- [DIRECTIONS FOR THIS TASK]
Nothing other than an exact copy of the records should be returned.

Referring expression pointing data:
<<<<
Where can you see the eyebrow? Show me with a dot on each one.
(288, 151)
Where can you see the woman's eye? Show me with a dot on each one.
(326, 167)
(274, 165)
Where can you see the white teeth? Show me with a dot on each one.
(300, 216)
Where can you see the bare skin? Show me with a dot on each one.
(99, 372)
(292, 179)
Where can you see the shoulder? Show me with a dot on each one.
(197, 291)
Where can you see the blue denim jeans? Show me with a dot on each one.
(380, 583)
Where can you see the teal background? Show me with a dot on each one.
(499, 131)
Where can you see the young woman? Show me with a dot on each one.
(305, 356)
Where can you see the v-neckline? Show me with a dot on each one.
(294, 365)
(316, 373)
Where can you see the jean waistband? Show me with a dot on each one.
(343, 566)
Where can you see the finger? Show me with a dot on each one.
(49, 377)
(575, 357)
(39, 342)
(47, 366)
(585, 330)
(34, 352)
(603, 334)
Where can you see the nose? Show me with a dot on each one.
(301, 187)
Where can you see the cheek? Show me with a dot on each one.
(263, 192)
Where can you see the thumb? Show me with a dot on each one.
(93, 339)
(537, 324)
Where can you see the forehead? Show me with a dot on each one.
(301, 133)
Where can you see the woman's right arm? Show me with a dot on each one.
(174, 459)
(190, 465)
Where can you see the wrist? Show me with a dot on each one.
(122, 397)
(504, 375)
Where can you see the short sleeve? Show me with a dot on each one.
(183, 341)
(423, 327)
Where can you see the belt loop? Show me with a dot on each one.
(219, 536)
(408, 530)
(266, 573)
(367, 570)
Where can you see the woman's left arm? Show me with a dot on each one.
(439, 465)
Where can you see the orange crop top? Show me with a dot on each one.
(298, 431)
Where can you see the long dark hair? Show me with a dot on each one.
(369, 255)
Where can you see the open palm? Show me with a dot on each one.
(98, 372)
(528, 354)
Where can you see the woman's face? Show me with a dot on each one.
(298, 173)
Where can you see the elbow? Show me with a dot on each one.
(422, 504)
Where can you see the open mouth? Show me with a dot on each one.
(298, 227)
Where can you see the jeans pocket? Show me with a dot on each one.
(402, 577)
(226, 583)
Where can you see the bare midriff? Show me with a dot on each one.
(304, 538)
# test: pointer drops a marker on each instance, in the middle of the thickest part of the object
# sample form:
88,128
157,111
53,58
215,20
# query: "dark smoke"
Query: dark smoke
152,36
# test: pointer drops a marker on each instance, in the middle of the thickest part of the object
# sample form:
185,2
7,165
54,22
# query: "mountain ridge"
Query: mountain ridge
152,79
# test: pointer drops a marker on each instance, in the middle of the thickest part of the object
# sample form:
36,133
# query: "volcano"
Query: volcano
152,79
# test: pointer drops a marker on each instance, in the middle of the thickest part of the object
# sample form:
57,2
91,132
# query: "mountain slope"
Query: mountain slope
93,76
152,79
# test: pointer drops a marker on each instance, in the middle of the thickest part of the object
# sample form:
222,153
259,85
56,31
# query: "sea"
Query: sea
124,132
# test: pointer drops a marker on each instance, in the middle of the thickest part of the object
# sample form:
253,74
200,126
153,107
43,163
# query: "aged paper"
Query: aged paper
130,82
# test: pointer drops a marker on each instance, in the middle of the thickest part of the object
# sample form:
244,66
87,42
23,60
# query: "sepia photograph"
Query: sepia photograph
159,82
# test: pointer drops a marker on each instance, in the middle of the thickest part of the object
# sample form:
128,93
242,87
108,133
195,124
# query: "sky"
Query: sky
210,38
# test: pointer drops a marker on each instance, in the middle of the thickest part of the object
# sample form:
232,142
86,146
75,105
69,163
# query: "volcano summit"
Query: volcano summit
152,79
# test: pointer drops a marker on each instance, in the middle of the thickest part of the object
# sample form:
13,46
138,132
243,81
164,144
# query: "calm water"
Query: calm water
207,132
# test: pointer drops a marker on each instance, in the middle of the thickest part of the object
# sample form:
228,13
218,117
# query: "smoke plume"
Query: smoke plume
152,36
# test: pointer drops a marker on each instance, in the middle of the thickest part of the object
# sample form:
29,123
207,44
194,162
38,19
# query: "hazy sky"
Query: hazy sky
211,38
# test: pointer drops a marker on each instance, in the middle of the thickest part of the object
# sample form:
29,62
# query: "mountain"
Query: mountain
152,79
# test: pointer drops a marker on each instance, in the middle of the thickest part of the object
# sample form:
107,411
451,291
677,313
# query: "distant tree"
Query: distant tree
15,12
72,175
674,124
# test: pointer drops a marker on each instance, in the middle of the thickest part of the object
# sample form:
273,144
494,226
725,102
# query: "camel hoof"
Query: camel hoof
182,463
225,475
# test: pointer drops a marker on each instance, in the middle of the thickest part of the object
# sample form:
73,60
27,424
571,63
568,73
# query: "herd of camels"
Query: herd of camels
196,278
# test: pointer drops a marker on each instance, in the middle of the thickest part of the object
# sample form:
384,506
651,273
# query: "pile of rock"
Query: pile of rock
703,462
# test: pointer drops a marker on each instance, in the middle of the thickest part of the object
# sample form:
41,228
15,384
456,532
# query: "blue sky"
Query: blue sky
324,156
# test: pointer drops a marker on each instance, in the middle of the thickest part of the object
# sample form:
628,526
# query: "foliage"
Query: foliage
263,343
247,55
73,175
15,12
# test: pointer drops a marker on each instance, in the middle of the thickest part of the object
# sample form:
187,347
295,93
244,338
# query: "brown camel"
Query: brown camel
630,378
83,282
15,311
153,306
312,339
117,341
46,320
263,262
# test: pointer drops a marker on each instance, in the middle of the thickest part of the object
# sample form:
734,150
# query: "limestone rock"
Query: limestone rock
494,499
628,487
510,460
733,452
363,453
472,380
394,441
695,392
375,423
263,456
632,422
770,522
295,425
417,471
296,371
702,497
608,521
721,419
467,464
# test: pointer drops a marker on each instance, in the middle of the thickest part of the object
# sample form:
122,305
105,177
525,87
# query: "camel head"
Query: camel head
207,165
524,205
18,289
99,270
>>>>
- [OUTPUT FOR THIS EXERCISE]
Where can you see the eyebrow? Show me with a dot on each one.
(288, 151)
Where can you see the woman's eye? Show me with a dot on each one.
(326, 167)
(274, 165)
Where can you see the white teeth? Show me with a dot on each one.
(300, 216)
Where can you see the bare skin? Show me with a dot on each one.
(99, 372)
(292, 179)
Where can you see the shoulder? Show me with a dot on each one.
(197, 291)
Where can you see the blue denim jeans? Show me with a dot on each one.
(380, 583)
Where can you see the teal background? Show me with a dot on each one.
(499, 131)
Where can you see the young woman? Show me with a dot on each one.
(305, 356)
Where can you see the v-neckline? Show me with a dot on each one.
(294, 365)
(316, 373)
Where can you see the jean waistband? Show me with a dot on each one.
(343, 566)
Where can you see the finger? Show me with a dot on each one.
(49, 377)
(575, 357)
(39, 342)
(47, 366)
(585, 330)
(34, 352)
(603, 334)
Where can you see the nose? Show me with a dot on each one.
(301, 187)
Where can you see the cheek? Show me with a dot on each one.
(263, 192)
Where can you see the thumb? Show me with a dot on each one.
(93, 339)
(537, 324)
Where can you see the forehead? Show me with a dot on each one.
(301, 133)
Where can you see the woman's right arm? Show me with a dot on each one.
(174, 459)
(190, 465)
Where can you see the wrist? Show me with a dot on each one.
(122, 397)
(504, 375)
Where can you see the short sleeve? Show me with a dot on each one.
(183, 341)
(423, 327)
Where can you see the belt loop? Show me with a dot on each one.
(219, 536)
(408, 530)
(266, 573)
(367, 570)
Where can you see the woman's left arm? Show me with a dot on each one.
(439, 465)
Where can you see the orange crop top? Show me with a dot on each one.
(298, 431)
Where can you see the long dark hair? Show me with a dot on each one.
(369, 255)
Where can you see the open palm? Show me with a dot on each one.
(98, 372)
(528, 354)
Where can you see the woman's face? Show me with a dot on each one.
(298, 173)
Where can you see the elbow? Show me with a dot on each one.
(422, 504)
Where can you see the open mouth? Show me with a dot on each one.
(298, 227)
Where can you see the jeans pocket? Show me with a dot on each one.
(402, 577)
(226, 583)
Where can you see the bare midriff? Show me with a dot on each one.
(304, 538)
# test: pointer drops a marker on each instance, in the middle of the thickest part of the object
# sample form:
88,128
157,111
53,58
215,20
# query: "dark smoke"
Query: dark smoke
152,36
# test: pointer drops a marker on each instance, in the middle of the thickest part of the object
# sample form:
185,2
7,165
54,22
# query: "mountain ridge"
Query: mountain ridge
152,79
# test: pointer drops a marker on each instance, in the middle of the thickest part of the object
# sample form:
36,133
# query: "volcano"
Query: volcano
152,79
# test: pointer drops a marker on each instance, in the middle of the thickest part of the object
# sample form:
57,2
91,132
# query: "mountain slope"
Query: mountain slope
93,76
152,79
# test: pointer drops a marker on each instance, in the middle of the thickest part of the object
# sample form:
222,153
259,85
56,31
# query: "sea"
Query: sea
124,132
# test: pointer drops a marker on each instance, in the middle of the thickest part of the object
# sample form:
253,74
200,126
153,107
43,163
# query: "aged paper"
Query: aged paper
130,82
# test: pointer drops a marker on each instance, in the middle of the thickest part of the object
# sample form:
244,66
87,42
23,60
# query: "sepia photograph"
Query: sepia photograph
159,82
# test: pointer drops a marker on each instance, in the middle of the thickest part of the object
# sample form:
128,93
242,87
108,133
195,124
# query: "sky"
Query: sky
210,38
# test: pointer drops a marker on each instance, in the middle of the thickest part of the object
# sample form:
232,142
86,146
75,105
69,163
# query: "volcano summit"
Query: volcano summit
152,79
# test: pointer drops a marker on each instance, in the middle of the thickest part of the object
# sample form:
13,46
138,132
243,81
164,144
# query: "calm water"
Query: calm water
207,132
# test: pointer drops a marker on each instance, in the middle of the thickest part of the object
# sample form:
228,13
218,117
# query: "smoke plume"
Query: smoke plume
152,36
# test: pointer drops a marker on each instance, in the middle of the thickest part of the object
# sample form:
29,123
207,44
194,162
38,19
# query: "hazy sky"
Query: hazy sky
211,38
# test: pointer drops a marker on each instance, in the middle of the thickest part of the object
# sample form:
29,62
# query: "mountain"
Query: mountain
152,79
# test: pointer drops a marker on each instance, in the middle of the thickest part of the object
# sample form:
107,411
451,291
677,313
# query: "distant tree"
Query: distant tree
15,12
72,175
674,124
# test: pointer drops a marker on each instance, in the middle of the thickest part of the object
# sample form:
273,144
494,226
725,102
# query: "camel hoof"
Query: camel hoof
182,463
225,475
# test: pointer drops a marker on each instance, in the middle of the thickest part of the object
# sample form:
73,60
27,424
571,63
568,73
# query: "herd of camels"
Query: herd of camels
196,278
# test: pointer drops a marker on each instance, in the middle of the thickest part of the object
# sample form:
384,506
651,273
# query: "pile of rock"
Query: pile of rock
703,462
# test: pointer drops a marker on each instance, in the middle of the thickest part of the object
# sample form:
41,228
15,384
456,532
# query: "blue sky"
Query: blue sky
324,156
# test: pointer drops a marker on each instance, in the middle of the thickest part of the object
# sample form:
628,526
# query: "foliage"
Query: foliage
263,343
247,55
73,175
15,12
# test: pointer drops a marker on each instance, in the middle of the thickest part of the object
# sample form:
187,347
295,93
244,338
# query: "brown camel"
Query: brown camel
630,378
83,282
15,311
153,306
312,339
117,341
46,320
263,262
# test: pointer drops a marker on each instance, in the middle of the thickest part of the object
# sample form:
734,150
# query: "limestone rock"
Query: limestone rock
494,499
628,487
510,460
733,452
363,453
472,380
394,441
695,392
375,423
263,456
632,422
770,522
295,425
417,471
296,371
702,497
608,521
721,419
467,464
# test: pointer drops a marker on each instance, in the middle of the thickest part of the object
# sample form:
122,305
105,177
525,87
# query: "camel head"
Query: camel head
207,165
524,205
18,289
99,270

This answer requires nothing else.